(Dataset excerpts)
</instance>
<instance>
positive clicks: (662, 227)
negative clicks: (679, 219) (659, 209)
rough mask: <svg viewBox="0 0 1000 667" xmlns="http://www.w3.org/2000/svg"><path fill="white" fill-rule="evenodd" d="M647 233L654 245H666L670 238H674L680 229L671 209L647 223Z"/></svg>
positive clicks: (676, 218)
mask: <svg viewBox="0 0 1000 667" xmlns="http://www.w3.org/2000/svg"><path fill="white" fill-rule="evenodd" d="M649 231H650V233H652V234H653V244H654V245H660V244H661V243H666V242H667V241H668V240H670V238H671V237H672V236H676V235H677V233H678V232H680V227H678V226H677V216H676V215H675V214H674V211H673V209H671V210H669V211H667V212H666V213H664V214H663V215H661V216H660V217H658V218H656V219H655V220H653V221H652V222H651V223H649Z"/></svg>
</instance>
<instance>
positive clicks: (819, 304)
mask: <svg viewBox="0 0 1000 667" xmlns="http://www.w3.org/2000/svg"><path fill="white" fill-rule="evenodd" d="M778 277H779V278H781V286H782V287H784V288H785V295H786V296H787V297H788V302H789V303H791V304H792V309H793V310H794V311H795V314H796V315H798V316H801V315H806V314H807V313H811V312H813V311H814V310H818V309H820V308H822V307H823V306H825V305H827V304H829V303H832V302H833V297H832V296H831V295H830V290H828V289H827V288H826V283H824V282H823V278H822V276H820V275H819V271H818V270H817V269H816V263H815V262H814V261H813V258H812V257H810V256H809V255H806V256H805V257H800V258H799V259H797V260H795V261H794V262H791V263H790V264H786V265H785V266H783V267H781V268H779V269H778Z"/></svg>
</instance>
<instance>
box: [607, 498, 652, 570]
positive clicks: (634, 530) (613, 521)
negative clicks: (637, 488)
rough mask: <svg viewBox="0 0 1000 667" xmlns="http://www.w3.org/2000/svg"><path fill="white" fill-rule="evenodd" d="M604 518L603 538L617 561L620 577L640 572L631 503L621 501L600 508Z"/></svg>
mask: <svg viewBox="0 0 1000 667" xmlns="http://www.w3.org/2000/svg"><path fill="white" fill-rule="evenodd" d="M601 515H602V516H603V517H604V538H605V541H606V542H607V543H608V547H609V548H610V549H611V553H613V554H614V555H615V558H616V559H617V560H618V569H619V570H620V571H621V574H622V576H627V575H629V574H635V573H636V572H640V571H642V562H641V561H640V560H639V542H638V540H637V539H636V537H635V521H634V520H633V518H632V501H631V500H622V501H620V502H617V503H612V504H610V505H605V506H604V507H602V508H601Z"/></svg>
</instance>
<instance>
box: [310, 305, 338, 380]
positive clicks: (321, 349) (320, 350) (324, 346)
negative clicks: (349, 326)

◆ Directive:
Pull out each line in the records above that contains the word "negative", matching case exactly. Copy those lines in full.

◆ Result:
negative clicks: (679, 219) (659, 209)
negative clicks: (637, 488)
negative clicks: (349, 326)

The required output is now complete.